● **Stated problem**: Output the lines that follow exactly as they are.

● **Dataset entries**:
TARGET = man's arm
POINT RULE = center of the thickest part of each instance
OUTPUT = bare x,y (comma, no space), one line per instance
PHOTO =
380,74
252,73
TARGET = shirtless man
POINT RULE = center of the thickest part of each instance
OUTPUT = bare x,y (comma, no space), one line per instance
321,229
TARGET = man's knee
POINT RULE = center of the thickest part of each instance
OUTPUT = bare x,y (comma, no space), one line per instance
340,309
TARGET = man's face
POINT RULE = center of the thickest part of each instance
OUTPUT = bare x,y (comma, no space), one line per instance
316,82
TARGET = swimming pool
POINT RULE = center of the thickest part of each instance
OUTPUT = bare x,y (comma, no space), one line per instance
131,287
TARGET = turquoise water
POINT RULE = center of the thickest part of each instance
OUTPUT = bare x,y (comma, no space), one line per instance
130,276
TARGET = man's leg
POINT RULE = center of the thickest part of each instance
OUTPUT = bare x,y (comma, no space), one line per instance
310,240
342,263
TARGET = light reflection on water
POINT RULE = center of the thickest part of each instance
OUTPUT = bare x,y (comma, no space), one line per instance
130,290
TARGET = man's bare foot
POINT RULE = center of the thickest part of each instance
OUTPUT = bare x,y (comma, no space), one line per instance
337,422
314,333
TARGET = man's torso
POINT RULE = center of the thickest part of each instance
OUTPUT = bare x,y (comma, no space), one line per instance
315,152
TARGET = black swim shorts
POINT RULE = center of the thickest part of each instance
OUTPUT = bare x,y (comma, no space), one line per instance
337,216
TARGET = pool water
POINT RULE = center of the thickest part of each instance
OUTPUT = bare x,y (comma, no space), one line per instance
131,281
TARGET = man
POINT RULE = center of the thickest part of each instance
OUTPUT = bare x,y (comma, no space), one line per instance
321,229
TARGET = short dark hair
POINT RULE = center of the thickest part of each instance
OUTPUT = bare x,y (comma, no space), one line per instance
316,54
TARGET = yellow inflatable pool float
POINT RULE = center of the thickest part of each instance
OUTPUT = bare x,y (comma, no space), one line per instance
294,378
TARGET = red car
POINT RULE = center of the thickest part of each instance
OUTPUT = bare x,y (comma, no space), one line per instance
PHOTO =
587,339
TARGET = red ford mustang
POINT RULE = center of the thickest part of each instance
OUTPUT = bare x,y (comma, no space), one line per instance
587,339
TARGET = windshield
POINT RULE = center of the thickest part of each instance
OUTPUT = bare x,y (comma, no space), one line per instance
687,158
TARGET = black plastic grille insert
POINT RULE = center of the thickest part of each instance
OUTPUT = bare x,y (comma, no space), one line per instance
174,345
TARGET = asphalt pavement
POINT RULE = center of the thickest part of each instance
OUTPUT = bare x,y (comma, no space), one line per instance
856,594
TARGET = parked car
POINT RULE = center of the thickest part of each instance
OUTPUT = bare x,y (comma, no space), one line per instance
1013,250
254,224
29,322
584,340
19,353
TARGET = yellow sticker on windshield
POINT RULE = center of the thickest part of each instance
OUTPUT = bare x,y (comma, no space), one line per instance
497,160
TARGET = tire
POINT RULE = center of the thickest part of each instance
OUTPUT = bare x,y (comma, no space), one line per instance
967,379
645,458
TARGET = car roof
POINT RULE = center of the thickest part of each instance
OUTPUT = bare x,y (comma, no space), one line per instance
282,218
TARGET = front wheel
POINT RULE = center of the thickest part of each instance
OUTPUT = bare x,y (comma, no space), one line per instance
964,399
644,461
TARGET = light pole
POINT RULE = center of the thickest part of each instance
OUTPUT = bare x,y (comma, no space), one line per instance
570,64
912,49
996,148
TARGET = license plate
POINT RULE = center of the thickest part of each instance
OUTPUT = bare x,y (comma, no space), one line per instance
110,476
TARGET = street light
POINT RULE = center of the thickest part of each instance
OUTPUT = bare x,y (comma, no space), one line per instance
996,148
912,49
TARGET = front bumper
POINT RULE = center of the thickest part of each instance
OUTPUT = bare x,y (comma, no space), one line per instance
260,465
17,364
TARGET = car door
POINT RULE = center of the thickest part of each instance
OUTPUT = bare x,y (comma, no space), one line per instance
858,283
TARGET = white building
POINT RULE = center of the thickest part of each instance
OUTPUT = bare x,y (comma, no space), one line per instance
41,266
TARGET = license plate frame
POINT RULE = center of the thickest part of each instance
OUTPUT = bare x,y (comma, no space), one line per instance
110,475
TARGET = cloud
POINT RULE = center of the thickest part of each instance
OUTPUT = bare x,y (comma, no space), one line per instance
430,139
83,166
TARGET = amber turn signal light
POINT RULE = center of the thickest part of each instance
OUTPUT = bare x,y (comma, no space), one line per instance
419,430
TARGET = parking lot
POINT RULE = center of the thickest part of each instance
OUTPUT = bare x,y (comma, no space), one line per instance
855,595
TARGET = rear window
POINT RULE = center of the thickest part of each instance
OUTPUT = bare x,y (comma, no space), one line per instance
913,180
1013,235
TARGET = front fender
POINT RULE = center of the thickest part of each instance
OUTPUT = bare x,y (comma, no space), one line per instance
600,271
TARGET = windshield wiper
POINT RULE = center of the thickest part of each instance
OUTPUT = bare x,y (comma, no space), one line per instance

● **Exercise answer**:
TARGET = man's arm
POINT RULE = center of the thickest part of each instance
OUTPUT = bare x,y (comma, no space), one line per instance
PHOTO =
380,74
252,73
TARGET = shirtless man
POINT RULE = center of the thickest part of each instance
OUTPUT = bare x,y (comma, no space), one line per instance
321,229
TARGET = man's knee
POINT RULE = center of the thickest part of each instance
OUTPUT = bare x,y (comma, no space), one line per instance
340,309
TARGET = man's face
POINT RULE = center of the thickest part of each instance
OUTPUT = bare x,y (comma, no space), one line per instance
316,82
TARGET = swimming pool
POINT RULE = center of the thickest part of each instance
OUTPUT = bare x,y (comma, no space), one line per instance
131,287
TARGET = turquoise water
POINT RULE = center of the thickest part of each instance
OUTPUT = bare x,y (comma, no space), one line per instance
130,276
TARGET = man's leg
POINT RULE = center of the thickest part of each instance
OUTPUT = bare x,y (comma, no space), one line per instance
310,240
342,263
TARGET = light reflection on water
POINT RULE = center of the thickest part of each instance
OUTPUT = bare x,y (comma, no space), one line per instance
130,290
TARGET = man's bare foot
POINT RULE = center of the thickest part of each instance
OUTPUT = bare x,y (comma, no space), one line per instance
337,422
314,333
TARGET = man's torso
POINT RULE = center of the thickest part of each instance
OUTPUT = bare x,y (comma, no space), one line per instance
315,152
TARGET = black swim shorts
POINT RULE = center of the thickest part of each instance
OUTPUT = bare x,y (comma, no space), one line per instance
337,216
TARGET = pool water
POINT RULE = center of the thickest part of each instance
OUTPUT = bare x,y (comma, no space), one line per instance
131,281
TARGET = man
POINT RULE = center of the thickest part of each instance
OUTPUT = bare x,y (comma, no space), one line per instance
321,229
TARGET = short dark hair
POINT RULE = center of the thickest part of each instance
OUTPUT = bare x,y (comma, no space), one line per instance
316,54
TARGET = yellow inflatable pool float
POINT RULE = center of the thickest part of each instance
OUTPUT = bare x,y (comma, no space), one line per instance
294,378
TARGET = red car
POINT RULE = center of the thickest part of each instance
OUTPUT = bare x,y (comma, no space), one line per instance
PHOTO =
587,339
TARGET = red ford mustang
POINT RULE = center of the thickest part of each instance
OUTPUT = bare x,y (comma, no space), one line per instance
587,339
TARGET = windshield
POINT RULE = center of the thickest part of each instance
OUTPUT = bare x,y (comma, no space), one line per instance
687,158
TARGET = black plastic grille insert
POINT RULE = center of the thickest part of each instance
OUTPUT = bare x,y (comma, no space), one line per instance
174,345
TARGET = asphalt pavement
POINT RULE = center of the thickest part of each instance
OUTPUT = bare x,y (comma, no space), one line per instance
856,594
TARGET = parked car
POINT RULE = center of the thickest part of each instance
OUTPUT = bare x,y (comma, no space), one line per instance
1013,250
254,224
29,322
584,340
19,353
TARGET = yellow sticker on windshield
POINT RULE = center of the thickest part of each instance
OUTPUT = bare x,y (comma, no space), one line per instance
497,160
TARGET = tire
POINT RULE = center of the thickest part of each instance
OUTPUT = bare x,y (comma, no space), one line per instance
967,379
645,458
TARGET = car roof
POINT RULE = center of the thickest part of each instance
OUTPUT = bare x,y (comma, no space), one line per instance
282,218
TARGET = front wheel
POINT RULE = center of the thickest part of each instance
OUTPUT = bare x,y (comma, no space), one line per instance
964,399
644,461
TARGET = light pole
POINT RULE = center of the thickest part of each instance
OUTPUT = bare x,y (comma, no space), one line per instance
570,64
912,49
996,148
TARGET = license plate
POINT RULE = center of the thickest part of each instance
OUTPUT = bare x,y (comma, no space), one line per instance
110,476
TARGET = street light
POINT RULE = center of the thickest part of each instance
OUTPUT = bare x,y (comma, no space), one line per instance
996,148
912,49
TARGET = front bumper
POINT RULE = center of the thickest part of each instance
OUTPUT = bare x,y (comma, no space), one line per instance
260,465
17,364
TARGET = car door
POINT RULE = center of the thickest part of each instance
OUTPUT = bare x,y (comma, no space), one line per instance
858,283
TARGET = white building
POINT RULE = center of the thickest part of each instance
OUTPUT = bare x,y (comma, no space), one line per instance
41,266
TARGET = license plate frame
POINT RULE = center of the thickest part of each instance
OUTPUT = bare x,y (comma, no space), one line per instance
110,475
TARGET = cloud
POINT RULE = center of the thickest part of each instance
OUTPUT = bare x,y (comma, no space), one line per instance
430,139
83,166
TARGET = amber turn signal light
POINT RULE = center of the thickest part of each instance
OUTPUT = bare x,y (comma, no space), one line per instance
419,430
TARGET = parking lot
POINT RULE = center of the thickest part of each instance
OUTPUT = bare x,y (comma, no space), one line per instance
855,595
TARGET = rear window
POINT RULE = center of the thickest part of each instance
OUTPUT = bare x,y (comma, no space), one line per instance
913,180
1013,235
TARGET = front fender
POINT RULE = center of the thickest part of each instance
OUTPUT = bare x,y (comma, no space), one line per instance
600,271
TARGET = windshield wiper
POINT RULE = center of the thickest part of each instance
OUTPUT = bare x,y (comma, no space), one line per instance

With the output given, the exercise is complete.